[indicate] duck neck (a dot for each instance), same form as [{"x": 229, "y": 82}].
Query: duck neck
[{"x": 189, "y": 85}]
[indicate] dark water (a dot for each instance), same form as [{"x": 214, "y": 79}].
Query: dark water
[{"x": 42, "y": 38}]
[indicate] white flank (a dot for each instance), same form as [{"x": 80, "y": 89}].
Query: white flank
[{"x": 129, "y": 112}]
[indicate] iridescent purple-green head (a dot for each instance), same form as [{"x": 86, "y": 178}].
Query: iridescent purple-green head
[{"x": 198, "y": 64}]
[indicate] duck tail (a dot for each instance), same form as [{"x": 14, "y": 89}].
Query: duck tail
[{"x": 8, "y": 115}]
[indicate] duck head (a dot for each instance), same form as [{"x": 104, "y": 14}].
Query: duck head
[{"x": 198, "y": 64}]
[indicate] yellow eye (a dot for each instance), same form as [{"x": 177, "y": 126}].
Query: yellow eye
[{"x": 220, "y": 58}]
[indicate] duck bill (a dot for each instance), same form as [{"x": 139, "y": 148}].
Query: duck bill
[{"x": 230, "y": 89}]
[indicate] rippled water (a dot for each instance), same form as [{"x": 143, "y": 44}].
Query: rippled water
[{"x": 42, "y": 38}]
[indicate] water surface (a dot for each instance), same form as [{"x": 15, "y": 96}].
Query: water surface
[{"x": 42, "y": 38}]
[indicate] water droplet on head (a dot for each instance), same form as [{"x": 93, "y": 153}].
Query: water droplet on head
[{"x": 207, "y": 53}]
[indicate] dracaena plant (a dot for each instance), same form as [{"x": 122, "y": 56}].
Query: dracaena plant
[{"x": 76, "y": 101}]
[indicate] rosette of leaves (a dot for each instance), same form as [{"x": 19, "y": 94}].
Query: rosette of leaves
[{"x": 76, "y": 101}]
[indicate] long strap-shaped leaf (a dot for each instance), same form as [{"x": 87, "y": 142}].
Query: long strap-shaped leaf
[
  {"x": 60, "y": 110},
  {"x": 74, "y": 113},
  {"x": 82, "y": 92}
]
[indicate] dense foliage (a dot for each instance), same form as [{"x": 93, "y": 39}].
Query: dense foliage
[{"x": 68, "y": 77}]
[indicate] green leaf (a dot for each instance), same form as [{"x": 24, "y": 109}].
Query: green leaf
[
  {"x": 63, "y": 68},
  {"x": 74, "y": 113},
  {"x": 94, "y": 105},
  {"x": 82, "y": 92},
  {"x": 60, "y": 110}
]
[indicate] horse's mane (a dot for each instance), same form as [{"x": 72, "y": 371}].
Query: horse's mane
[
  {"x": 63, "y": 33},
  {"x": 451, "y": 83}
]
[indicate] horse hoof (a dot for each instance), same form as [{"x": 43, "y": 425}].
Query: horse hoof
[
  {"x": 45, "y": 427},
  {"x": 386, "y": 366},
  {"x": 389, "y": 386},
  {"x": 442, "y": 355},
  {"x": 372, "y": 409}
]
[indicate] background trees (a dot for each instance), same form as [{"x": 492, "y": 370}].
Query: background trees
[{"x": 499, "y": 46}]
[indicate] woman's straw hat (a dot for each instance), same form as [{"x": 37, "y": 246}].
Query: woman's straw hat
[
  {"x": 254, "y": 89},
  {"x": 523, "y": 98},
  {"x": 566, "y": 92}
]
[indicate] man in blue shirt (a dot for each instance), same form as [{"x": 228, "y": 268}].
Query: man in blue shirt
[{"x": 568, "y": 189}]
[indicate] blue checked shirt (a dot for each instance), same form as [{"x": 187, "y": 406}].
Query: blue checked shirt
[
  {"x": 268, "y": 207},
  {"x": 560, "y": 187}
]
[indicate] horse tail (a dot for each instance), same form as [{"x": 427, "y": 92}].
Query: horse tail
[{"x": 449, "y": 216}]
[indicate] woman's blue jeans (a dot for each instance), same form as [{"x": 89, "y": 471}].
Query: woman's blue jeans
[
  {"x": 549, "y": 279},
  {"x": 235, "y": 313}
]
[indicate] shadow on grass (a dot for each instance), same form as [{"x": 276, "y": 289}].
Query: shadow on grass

# # # # # # #

EXERCISE AIM | Each entry must appear in the reply exactly as written.

RESULT OF THE TASK |
[indicate] duck neck (a dot for each instance), same form as [{"x": 229, "y": 82}].
Query: duck neck
[{"x": 189, "y": 85}]
[indicate] dark water (a dot for each instance), same form as [{"x": 214, "y": 79}].
Query: dark water
[{"x": 42, "y": 38}]
[indicate] white flank (a dot for each instance), same form as [{"x": 80, "y": 89}].
Query: white flank
[{"x": 129, "y": 112}]
[indicate] iridescent purple-green head (a dot for each instance), same form as [{"x": 86, "y": 178}].
Query: iridescent purple-green head
[{"x": 198, "y": 64}]
[indicate] duck tail (a dot for each instance), same form as [{"x": 14, "y": 89}].
Query: duck tail
[{"x": 8, "y": 115}]
[indicate] duck head (a dot for each instance), same form as [{"x": 104, "y": 14}].
Query: duck head
[{"x": 198, "y": 64}]
[indicate] yellow eye (a dot for each instance), same form as [{"x": 177, "y": 126}].
Query: yellow eye
[{"x": 220, "y": 58}]
[indicate] duck bill (a dot for each instance), same form as [{"x": 139, "y": 148}].
Query: duck bill
[{"x": 230, "y": 89}]
[indicate] rippled water (a dot for each instance), same form as [{"x": 143, "y": 44}].
Query: rippled water
[{"x": 42, "y": 38}]
[indicate] water surface (a dot for each instance), same form as [{"x": 15, "y": 96}].
Query: water surface
[{"x": 42, "y": 38}]
[indicate] water droplet on head (a dot for each instance), same form as [{"x": 93, "y": 153}].
Query: water droplet on head
[{"x": 207, "y": 53}]
[indicate] dracaena plant (a dot for each instance), same form as [{"x": 122, "y": 56}].
Query: dracaena plant
[{"x": 76, "y": 101}]
[indicate] rosette of leaves (a dot for each instance), same form as [{"x": 19, "y": 94}].
Query: rosette of leaves
[{"x": 76, "y": 101}]
[indicate] long strap-shaped leaf (a dot for each instance), same form as [{"x": 87, "y": 142}].
Query: long strap-shaped leaf
[
  {"x": 60, "y": 110},
  {"x": 74, "y": 113},
  {"x": 82, "y": 92}
]
[indicate] dense foliage (a dot for each instance), same form as [{"x": 93, "y": 39}].
Query: dense foliage
[{"x": 68, "y": 77}]
[indicate] green leaf (a dot for each instance), same form as [{"x": 24, "y": 109}].
Query: green leaf
[
  {"x": 63, "y": 68},
  {"x": 74, "y": 113},
  {"x": 94, "y": 105},
  {"x": 82, "y": 92},
  {"x": 60, "y": 110}
]
[indicate] horse's mane (a dot for each instance), same form as [{"x": 72, "y": 371}].
Query: horse's mane
[
  {"x": 63, "y": 33},
  {"x": 451, "y": 83}
]
[indicate] horse hoof (a dot for each instance), same form as [{"x": 43, "y": 425}].
Query: horse hoof
[
  {"x": 45, "y": 427},
  {"x": 386, "y": 366},
  {"x": 389, "y": 386},
  {"x": 442, "y": 355},
  {"x": 372, "y": 409}
]
[indicate] background trees (a dot for each instance), same form as [{"x": 492, "y": 370}].
Query: background trees
[{"x": 499, "y": 46}]
[indicate] woman's straw hat (a dot for each instance), same form as [{"x": 37, "y": 246}].
Query: woman's straw hat
[
  {"x": 254, "y": 89},
  {"x": 523, "y": 98},
  {"x": 566, "y": 92}
]
[indicate] man in blue shirt (a dot for each instance), same form as [{"x": 228, "y": 268}].
Query: man in blue shirt
[{"x": 568, "y": 189}]
[indicate] blue checked shirt (a dot for each instance), same form as [{"x": 187, "y": 406}].
Query: blue checked shirt
[
  {"x": 268, "y": 207},
  {"x": 560, "y": 187}
]
[indicate] horse tail (a dot for each instance), same form as [{"x": 427, "y": 92}].
Query: horse tail
[{"x": 449, "y": 216}]
[indicate] woman's blue jeans (a dot for each instance), same form as [{"x": 89, "y": 471}].
Query: woman's blue jeans
[
  {"x": 549, "y": 279},
  {"x": 235, "y": 313}
]
[indicate] shadow on grass (a dot for each instance), same form as [{"x": 276, "y": 289}].
Query: shadow on grass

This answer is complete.